EXERCISE DIRECTIONS
Transcribe each entry below exactly. Pictures do not go in the copy.

TASK INPUT
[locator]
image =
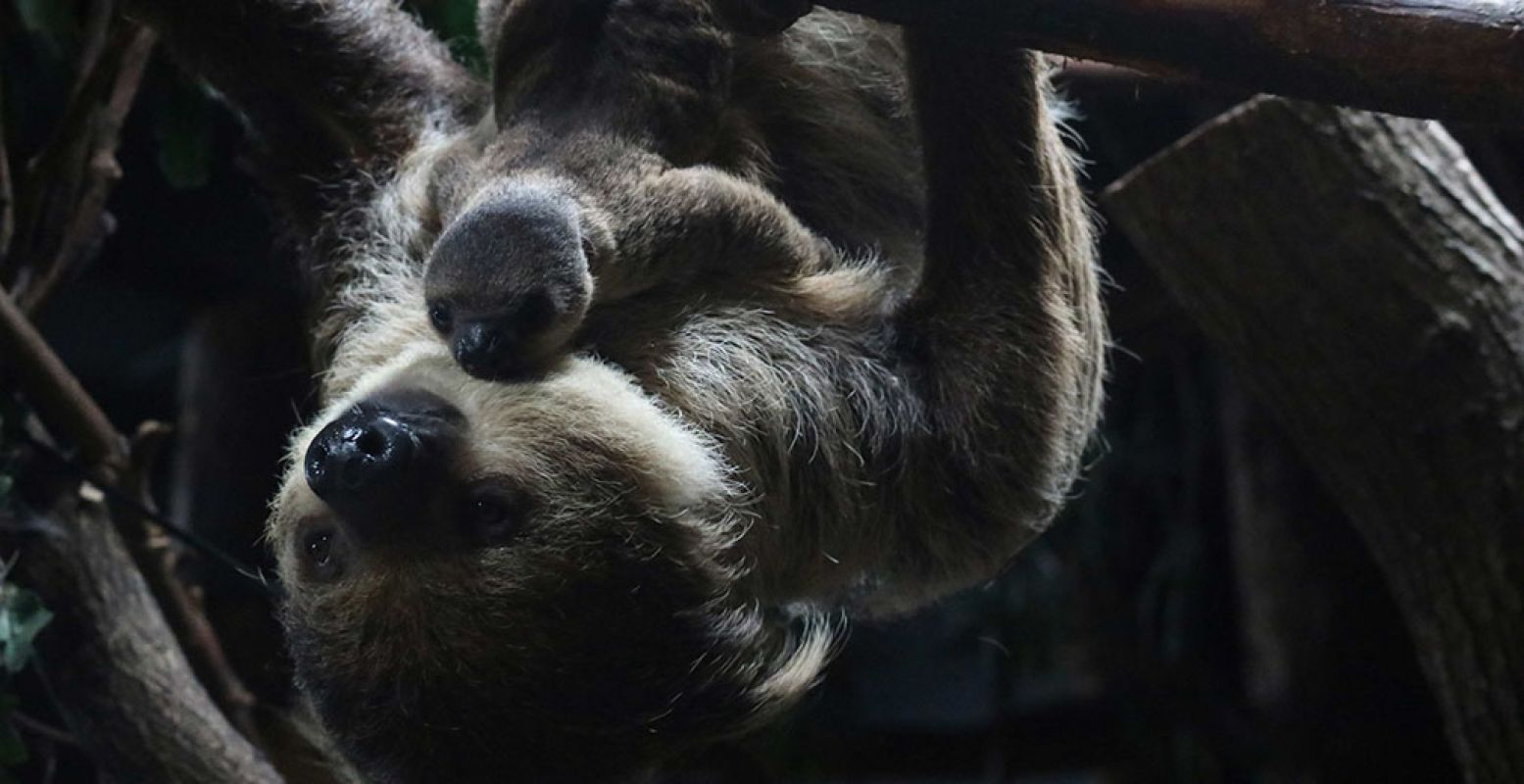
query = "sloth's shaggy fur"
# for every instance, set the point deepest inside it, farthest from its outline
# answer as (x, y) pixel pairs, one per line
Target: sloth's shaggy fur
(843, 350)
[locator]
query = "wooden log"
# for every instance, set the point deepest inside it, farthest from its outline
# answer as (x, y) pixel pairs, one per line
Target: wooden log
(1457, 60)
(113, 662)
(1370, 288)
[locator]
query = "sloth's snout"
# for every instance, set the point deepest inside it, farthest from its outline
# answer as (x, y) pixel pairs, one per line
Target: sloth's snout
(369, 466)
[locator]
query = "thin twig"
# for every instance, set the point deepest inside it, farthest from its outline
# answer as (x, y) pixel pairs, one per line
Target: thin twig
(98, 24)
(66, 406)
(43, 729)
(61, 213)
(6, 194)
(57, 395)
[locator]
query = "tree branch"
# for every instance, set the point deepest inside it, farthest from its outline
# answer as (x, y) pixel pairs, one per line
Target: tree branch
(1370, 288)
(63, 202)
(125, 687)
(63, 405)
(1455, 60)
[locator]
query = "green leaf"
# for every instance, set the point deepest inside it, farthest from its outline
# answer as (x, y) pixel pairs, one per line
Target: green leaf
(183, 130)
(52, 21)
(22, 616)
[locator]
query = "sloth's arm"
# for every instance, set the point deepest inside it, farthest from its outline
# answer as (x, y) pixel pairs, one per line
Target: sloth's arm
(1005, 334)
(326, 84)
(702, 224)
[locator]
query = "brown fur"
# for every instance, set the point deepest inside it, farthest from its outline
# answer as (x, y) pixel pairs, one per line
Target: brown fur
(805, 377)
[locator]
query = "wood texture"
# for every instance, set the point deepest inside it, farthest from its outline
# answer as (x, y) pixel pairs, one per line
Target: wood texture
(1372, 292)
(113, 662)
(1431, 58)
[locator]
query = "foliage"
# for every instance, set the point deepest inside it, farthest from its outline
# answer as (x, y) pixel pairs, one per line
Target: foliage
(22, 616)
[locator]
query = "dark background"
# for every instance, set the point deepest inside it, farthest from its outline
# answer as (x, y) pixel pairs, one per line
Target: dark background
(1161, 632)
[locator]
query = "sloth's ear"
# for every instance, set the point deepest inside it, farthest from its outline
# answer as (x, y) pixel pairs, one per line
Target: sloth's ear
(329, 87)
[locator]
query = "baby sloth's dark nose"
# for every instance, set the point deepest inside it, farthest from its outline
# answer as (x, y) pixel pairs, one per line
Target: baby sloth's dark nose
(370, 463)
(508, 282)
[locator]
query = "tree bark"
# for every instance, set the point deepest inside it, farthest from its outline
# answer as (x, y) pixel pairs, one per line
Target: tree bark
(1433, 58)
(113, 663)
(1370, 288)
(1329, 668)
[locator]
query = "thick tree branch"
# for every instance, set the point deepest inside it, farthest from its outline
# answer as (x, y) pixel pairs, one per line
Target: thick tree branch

OUTPUT FOR THIS TASK
[locator]
image =
query = "sloth's shaggy fur"
# for every instance, set the point deepest inside it, farthest from its outline
# answer as (x, y) pixel pairs, one per line
Target: sloth's shaggy fur
(843, 350)
[locator]
query = "wooden log"
# for every instance, set the point deepest inside it, farthest from its outline
# answer as (x, y) pixel pairs, one per line
Target: wooden log
(1457, 60)
(113, 662)
(1370, 288)
[locator]
query = "sloth's snout"
# for every instance, set the point deepest inside it, farthest from its outline
# answer as (x, y) pixel pairs, one per line
Target: sloth's snout
(369, 466)
[locator]
query = "thin twig"
# for every instance, set the point deepest inside it, farthest from its outline
# answer as (x, y) pixel pairs, one per line
Target: thin twig
(98, 24)
(66, 406)
(43, 729)
(61, 213)
(6, 194)
(57, 395)
[locator]
query = "tree branch"
# for every instance, set the point deepest inside it, farthest from its outline
# answer as (x, y) pixel pairs, one per line
Target: tree branch
(1370, 288)
(63, 202)
(125, 687)
(63, 405)
(1455, 60)
[locator]
query = "green leaf"
# for every instance, set the point deepest inside it, farthest from its outline
# answer as (x, y) pixel pairs, one per line
Target: green leaf
(183, 130)
(52, 21)
(22, 616)
[locator]
query = "sloth's arm"
# for every instance, set the point deepest inside it, farthest from its outline
# answer as (x, y) pixel pairs, one per line
Target: sloth's arm
(1005, 334)
(326, 84)
(702, 224)
[locator]
query = "brown fur"
# for every instance, set the point deepest inside it, farthest from its outline
# answer as (x, y) pixel pairs, one per line
Target: brown fur
(805, 377)
[locator]
query = "wood texture"
# for every instance, set the point deepest inside it, farthest from its outline
# answer as (x, y) pixel pairs, one per line
Target: wood texture
(1372, 292)
(113, 662)
(1431, 58)
[locator]
query = "foliage"
# for every instance, set the point deepest inside it, farthest from its outline
# answer as (x, y) pixel pairs, one per line
Target: foliage
(22, 616)
[locator]
query = "dark background"
# for every instance, set the point deepest inside it, farthest from its outline
# answer as (x, y) pixel pairs, one per line
Target: dark background
(1161, 632)
[locator]
query = "sloth's ear"
# for every instance, set the point deepest inside it, farthest from its outline
# answer as (x, y) pixel pairs, one per line
Target: sloth's ear
(329, 87)
[locator]
query = "baby sloth's dark nose"
# for every instance, set the point deepest inside it, farthest from its outline
# answer as (x, y) pixel pairs, one per line
Target: baby sloth's dark nose
(370, 463)
(508, 282)
[locator]
query = "tree bark"
# for every instance, set the point deepest inside it, farthest from its outline
# answer as (x, y) pixel pairs, one per line
Target: tree bark
(1433, 58)
(113, 663)
(1370, 288)
(1329, 668)
[locator]
query = "thick tree branch"
# for every instance, set the point deepest inside it, farthest from its outline
# answer as (x, y) pixel pairs, one per line
Target: thick tree branch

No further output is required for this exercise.